> Selection:
----

Requesting a file that is not in cache via websocket fails

I run a go-ipfs server with a websocket.
I enable wss via a Nginx proxy to that websocket.
I connect the browser via wss (with js-ipfs).

In the browser I request a file and when it is in the cache of my server, the browser gets it fine.
But when the browsers requests a file that is not in the server cache, the browser never gets the file.

If i request the file in another browser via the gateway on the server at 8080, I do get the file. And of course it is then also in the cache. So when I then try to get it in the browser via wss, I do get the file.

Thanx for any help!

When the user requests data through a node’s gateway, the node node will search the network for the requested file. However, when an IPFS peer (e.g., a js-ipfs node) asks another node (e.g., a go-ipfs node) via bitswap (our peer-to-peer file transfer protocol), the go-ipfs node will not search the network for the requested file.

Basically, this is because we consider the API/gateway to be privileged, private-by-default interfaces to the IPFS node. They’re designed to be used by the owner of the node.

    Node (js-ipfs)    Node (go-ipfs)

----

> Dataset content:
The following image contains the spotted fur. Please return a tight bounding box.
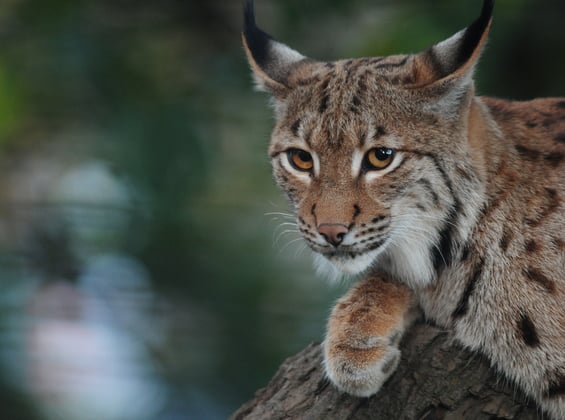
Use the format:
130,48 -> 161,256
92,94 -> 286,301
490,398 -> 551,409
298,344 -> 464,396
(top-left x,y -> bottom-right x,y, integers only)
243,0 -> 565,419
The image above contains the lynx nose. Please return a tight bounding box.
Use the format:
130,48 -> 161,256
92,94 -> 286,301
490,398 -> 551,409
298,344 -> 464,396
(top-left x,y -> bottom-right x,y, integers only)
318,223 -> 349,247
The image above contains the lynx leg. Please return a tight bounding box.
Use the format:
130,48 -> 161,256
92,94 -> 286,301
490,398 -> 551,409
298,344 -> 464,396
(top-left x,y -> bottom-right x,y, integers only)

----

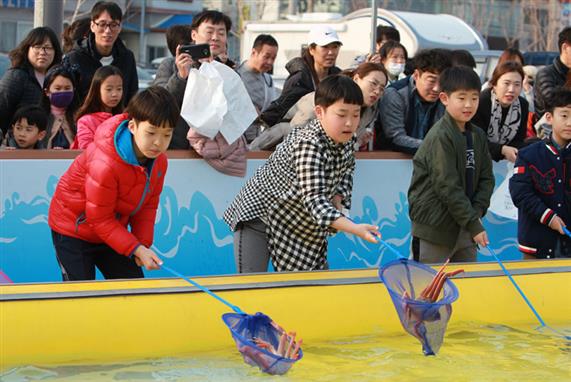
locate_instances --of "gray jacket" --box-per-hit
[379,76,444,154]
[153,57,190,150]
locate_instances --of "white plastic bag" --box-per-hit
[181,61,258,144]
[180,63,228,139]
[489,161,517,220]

----

> Instructions:
a. Can you turn the paragraph beginning "When the user requests data through a node’s gateway" in the IPFS text into a short list that keeps its main facts?
b. Could you reproduce the IPFS text word for word between "Thanx for any" and "not search the network for the requested file.", inclusive?

> Full solutions:
a.
- A request made through a node’s gateway makes that node search the network for the file.
- A request from one IPFS peer (e.g., a js-ipfs node) to another (e.g., a go-ipfs node) via bitswap, the peer-to-peer file transfer protocol, does not make the go-ipfs node search the network for the file.

b.
Thanx for any help!

When the user requests data through a node’s gateway, the node node will search the network for the requested file. However, when an IPFS peer (e.g., a js-ipfs node) asks another node (e.g., a go-ipfs node) via bitswap (our peer-to-peer file transfer protocol), the go-ipfs node will not search the network for the requested file.